## Begin Data rows

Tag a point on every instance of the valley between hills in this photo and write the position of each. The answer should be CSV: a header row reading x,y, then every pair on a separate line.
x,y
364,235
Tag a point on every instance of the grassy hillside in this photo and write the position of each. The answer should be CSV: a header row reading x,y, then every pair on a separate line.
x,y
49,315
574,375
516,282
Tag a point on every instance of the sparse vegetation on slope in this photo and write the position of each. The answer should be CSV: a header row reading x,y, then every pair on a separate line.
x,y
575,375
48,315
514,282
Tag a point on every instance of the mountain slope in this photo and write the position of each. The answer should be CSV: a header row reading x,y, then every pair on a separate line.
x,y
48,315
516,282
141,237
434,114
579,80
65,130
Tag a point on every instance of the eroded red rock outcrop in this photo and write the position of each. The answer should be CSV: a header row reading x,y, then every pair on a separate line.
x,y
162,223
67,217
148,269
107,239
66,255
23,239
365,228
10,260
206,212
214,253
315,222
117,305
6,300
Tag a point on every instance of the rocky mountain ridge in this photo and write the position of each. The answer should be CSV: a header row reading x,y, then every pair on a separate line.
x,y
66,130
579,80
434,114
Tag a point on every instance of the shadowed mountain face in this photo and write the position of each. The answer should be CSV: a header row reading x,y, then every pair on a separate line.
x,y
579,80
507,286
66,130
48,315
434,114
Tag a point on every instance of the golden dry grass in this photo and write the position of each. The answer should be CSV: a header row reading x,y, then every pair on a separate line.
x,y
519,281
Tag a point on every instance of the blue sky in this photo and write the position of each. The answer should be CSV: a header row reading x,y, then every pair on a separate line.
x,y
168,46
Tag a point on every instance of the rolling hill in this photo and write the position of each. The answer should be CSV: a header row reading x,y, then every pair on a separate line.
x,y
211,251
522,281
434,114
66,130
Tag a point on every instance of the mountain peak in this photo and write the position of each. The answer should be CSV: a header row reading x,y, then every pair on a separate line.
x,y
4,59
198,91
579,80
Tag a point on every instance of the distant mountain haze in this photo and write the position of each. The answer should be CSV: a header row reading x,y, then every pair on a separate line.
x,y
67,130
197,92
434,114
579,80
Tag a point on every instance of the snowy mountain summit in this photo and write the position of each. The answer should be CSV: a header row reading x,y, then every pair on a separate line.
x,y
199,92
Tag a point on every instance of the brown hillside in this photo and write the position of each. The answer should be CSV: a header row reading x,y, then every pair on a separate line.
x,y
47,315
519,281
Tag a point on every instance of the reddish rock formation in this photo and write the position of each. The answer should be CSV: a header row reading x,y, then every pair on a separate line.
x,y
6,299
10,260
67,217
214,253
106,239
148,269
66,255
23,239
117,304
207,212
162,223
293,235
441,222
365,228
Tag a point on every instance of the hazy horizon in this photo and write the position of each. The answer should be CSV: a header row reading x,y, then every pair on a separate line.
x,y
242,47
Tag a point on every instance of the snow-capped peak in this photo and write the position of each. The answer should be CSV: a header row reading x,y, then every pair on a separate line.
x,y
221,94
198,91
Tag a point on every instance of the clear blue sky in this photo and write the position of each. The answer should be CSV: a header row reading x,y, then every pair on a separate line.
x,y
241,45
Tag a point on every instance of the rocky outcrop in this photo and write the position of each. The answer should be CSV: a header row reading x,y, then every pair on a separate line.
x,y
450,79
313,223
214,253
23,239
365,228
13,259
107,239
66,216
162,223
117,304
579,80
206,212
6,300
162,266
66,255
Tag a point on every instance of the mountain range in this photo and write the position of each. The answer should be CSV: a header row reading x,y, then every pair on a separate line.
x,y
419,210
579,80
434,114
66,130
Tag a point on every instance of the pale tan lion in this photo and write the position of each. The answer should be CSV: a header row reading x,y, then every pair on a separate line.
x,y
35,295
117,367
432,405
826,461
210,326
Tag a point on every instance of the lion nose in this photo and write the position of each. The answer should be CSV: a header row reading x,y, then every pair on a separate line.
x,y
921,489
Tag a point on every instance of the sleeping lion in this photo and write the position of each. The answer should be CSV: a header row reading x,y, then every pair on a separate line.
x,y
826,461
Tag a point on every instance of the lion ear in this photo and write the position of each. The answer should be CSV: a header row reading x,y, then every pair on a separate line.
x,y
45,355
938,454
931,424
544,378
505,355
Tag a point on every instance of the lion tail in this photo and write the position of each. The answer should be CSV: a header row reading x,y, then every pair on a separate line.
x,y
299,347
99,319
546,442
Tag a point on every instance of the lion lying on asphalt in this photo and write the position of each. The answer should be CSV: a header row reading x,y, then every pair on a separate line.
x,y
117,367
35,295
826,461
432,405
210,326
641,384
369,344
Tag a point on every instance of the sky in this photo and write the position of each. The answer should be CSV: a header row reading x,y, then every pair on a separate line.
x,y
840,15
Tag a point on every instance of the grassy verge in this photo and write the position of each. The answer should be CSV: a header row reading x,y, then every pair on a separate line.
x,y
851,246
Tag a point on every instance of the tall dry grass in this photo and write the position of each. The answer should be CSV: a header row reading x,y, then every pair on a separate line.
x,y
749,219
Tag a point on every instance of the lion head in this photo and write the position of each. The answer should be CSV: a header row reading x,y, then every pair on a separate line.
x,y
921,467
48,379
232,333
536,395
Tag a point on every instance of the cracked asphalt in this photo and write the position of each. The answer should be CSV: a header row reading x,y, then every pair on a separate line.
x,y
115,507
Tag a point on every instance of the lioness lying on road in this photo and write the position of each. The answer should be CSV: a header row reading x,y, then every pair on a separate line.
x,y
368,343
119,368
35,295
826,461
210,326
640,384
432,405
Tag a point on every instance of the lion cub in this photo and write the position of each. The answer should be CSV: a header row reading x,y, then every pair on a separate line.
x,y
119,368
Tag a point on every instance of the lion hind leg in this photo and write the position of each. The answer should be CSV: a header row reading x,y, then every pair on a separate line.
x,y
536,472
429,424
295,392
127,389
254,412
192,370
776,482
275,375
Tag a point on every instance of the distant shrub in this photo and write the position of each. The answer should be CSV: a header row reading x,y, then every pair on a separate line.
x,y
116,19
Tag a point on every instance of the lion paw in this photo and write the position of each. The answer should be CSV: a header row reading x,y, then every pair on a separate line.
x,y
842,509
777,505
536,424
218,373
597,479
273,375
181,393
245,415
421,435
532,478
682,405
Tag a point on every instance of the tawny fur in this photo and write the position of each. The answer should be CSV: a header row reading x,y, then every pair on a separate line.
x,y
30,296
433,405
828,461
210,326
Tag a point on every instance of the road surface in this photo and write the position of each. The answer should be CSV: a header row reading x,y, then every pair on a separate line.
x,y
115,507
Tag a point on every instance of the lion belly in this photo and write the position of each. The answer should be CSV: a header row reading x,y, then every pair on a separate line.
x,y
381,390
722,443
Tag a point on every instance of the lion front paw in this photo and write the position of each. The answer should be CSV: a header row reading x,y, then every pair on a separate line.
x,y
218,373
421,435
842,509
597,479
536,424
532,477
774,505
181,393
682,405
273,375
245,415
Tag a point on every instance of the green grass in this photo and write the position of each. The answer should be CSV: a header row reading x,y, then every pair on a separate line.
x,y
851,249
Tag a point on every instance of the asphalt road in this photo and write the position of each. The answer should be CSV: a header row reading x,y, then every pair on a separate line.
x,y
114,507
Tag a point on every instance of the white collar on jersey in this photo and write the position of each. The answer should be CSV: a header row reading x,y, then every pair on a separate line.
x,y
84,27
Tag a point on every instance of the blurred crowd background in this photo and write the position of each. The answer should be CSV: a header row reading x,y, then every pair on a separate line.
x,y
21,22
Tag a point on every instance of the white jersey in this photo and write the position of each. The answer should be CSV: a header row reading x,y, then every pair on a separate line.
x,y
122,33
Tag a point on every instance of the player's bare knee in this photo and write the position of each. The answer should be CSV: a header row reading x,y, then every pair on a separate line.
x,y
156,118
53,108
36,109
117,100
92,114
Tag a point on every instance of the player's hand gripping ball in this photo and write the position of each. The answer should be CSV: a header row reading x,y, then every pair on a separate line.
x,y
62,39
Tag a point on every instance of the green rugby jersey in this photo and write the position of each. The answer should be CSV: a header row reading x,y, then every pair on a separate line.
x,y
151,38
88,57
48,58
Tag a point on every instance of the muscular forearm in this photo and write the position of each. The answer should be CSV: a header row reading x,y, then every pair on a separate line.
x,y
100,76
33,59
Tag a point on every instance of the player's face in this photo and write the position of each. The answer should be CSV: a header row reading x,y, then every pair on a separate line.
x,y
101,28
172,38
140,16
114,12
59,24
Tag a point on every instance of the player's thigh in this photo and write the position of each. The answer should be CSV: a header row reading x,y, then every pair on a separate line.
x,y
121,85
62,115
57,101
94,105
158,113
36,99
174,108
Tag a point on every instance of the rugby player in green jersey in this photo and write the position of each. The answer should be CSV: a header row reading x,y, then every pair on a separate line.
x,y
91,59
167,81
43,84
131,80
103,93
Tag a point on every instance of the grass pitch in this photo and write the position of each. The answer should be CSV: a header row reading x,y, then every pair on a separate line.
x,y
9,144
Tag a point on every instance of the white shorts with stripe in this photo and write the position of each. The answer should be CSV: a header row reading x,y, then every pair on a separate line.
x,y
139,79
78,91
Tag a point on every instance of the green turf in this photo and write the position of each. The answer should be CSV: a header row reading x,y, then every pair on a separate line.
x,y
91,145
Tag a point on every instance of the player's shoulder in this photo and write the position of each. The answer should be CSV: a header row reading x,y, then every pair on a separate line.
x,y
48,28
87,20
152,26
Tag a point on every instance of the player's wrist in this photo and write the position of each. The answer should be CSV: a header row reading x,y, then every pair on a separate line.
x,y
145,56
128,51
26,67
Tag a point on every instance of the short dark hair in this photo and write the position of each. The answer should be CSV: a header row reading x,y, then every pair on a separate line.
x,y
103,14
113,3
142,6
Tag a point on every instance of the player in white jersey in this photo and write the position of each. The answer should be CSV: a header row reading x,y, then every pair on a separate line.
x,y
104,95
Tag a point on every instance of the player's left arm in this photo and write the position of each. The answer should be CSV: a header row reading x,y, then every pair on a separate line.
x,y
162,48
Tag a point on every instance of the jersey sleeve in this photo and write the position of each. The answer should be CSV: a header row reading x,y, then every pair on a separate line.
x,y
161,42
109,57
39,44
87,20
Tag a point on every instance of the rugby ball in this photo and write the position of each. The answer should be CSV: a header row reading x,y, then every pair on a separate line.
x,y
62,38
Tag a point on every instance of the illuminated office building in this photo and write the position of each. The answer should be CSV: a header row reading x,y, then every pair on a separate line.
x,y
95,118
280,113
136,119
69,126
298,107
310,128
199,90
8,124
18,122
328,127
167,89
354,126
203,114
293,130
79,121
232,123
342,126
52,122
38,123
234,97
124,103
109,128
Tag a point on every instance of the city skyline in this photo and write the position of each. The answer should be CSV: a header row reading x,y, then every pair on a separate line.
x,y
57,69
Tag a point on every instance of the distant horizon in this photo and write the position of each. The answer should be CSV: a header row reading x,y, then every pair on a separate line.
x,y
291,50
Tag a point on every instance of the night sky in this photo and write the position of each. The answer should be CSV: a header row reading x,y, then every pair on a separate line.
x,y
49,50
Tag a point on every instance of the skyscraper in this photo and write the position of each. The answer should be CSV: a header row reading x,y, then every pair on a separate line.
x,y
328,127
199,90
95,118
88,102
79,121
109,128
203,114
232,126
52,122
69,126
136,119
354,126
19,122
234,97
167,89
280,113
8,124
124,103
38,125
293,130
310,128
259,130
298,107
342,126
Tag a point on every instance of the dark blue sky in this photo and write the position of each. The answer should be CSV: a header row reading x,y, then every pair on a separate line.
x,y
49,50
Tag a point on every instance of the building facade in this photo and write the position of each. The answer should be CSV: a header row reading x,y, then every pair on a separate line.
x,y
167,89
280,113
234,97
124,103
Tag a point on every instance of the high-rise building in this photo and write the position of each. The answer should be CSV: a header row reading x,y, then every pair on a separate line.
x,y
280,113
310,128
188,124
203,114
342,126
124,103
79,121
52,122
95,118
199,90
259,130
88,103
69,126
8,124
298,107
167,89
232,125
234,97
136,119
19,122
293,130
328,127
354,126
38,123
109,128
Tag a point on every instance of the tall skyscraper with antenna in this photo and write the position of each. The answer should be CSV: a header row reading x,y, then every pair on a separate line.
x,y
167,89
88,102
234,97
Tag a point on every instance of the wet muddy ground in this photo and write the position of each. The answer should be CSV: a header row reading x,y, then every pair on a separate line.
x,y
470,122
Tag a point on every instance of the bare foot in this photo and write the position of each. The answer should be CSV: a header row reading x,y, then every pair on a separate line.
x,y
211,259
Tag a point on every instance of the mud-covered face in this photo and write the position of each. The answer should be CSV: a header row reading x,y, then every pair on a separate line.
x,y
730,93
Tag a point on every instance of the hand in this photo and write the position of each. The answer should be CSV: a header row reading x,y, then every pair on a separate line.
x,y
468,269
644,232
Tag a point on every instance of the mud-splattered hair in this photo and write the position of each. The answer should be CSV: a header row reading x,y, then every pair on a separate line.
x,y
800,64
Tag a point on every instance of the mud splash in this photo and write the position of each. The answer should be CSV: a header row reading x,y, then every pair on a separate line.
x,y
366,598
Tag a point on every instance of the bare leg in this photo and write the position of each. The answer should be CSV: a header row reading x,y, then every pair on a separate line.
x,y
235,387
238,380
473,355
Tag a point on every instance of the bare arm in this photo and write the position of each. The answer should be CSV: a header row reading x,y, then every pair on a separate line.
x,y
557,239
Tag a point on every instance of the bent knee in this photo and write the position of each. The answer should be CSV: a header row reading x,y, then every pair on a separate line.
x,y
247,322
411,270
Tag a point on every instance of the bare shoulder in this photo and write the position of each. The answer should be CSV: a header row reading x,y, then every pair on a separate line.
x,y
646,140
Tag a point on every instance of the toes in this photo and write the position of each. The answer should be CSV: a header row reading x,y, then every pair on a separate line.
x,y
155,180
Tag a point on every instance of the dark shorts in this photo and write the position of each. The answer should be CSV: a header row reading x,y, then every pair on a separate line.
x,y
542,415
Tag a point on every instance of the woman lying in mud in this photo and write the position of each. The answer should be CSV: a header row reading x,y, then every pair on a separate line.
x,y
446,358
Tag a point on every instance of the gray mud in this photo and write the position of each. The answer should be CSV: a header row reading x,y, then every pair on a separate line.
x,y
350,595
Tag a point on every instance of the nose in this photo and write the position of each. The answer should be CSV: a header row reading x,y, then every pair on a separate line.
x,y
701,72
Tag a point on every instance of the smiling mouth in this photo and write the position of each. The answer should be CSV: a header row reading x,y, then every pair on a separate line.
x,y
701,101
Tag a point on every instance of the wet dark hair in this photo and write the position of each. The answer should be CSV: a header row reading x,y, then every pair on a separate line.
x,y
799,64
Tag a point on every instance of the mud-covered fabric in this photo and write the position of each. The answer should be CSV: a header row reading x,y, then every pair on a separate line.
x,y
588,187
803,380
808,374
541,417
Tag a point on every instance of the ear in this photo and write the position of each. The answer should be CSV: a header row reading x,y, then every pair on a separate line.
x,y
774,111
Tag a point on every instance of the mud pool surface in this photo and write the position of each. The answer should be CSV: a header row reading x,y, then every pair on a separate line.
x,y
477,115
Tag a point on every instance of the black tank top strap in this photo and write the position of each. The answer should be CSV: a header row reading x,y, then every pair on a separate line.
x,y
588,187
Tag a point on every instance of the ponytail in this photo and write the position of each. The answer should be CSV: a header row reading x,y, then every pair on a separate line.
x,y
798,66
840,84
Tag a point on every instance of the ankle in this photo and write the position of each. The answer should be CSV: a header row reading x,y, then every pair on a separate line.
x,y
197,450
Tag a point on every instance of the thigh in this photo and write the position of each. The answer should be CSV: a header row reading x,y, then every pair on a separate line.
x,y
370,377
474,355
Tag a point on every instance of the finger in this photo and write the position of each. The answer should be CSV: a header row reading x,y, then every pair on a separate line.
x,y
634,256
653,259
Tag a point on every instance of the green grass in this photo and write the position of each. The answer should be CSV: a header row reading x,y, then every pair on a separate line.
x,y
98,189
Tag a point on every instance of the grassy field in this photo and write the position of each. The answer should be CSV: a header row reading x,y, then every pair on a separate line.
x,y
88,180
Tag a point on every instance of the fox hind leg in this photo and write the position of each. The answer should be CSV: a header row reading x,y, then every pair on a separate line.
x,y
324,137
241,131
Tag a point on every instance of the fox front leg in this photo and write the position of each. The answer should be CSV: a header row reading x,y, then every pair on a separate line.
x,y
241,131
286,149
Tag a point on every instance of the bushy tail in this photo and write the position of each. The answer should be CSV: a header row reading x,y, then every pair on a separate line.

## End Data rows

Exercise directions
From the line holding "Tag a point on every instance of the grassy field" to the last line of the records, quote each line exactly and add nothing.

Answer to this problem
Tag a point on every instance of the grassy field in this photo and write the position of each. The answer should be CSV: a header row reading x,y, then every pair on a separate line.
x,y
88,180
Tag a point on every instance of the fox hind leg in this photo and write the position of each. The answer should be CSV: a header row reading x,y, then every pair on a separate line.
x,y
324,137
241,131
Tag a point on every instance of the fox front leg in this photo and write the position of each. The answer should be CSV: a header row reading x,y, then every pair on a separate line.
x,y
241,131
286,149
Tag a point on every instance of the bushy tail in this photo and write the position of each. The answer should be CSV: a header row reading x,y, then every pair on a separate line.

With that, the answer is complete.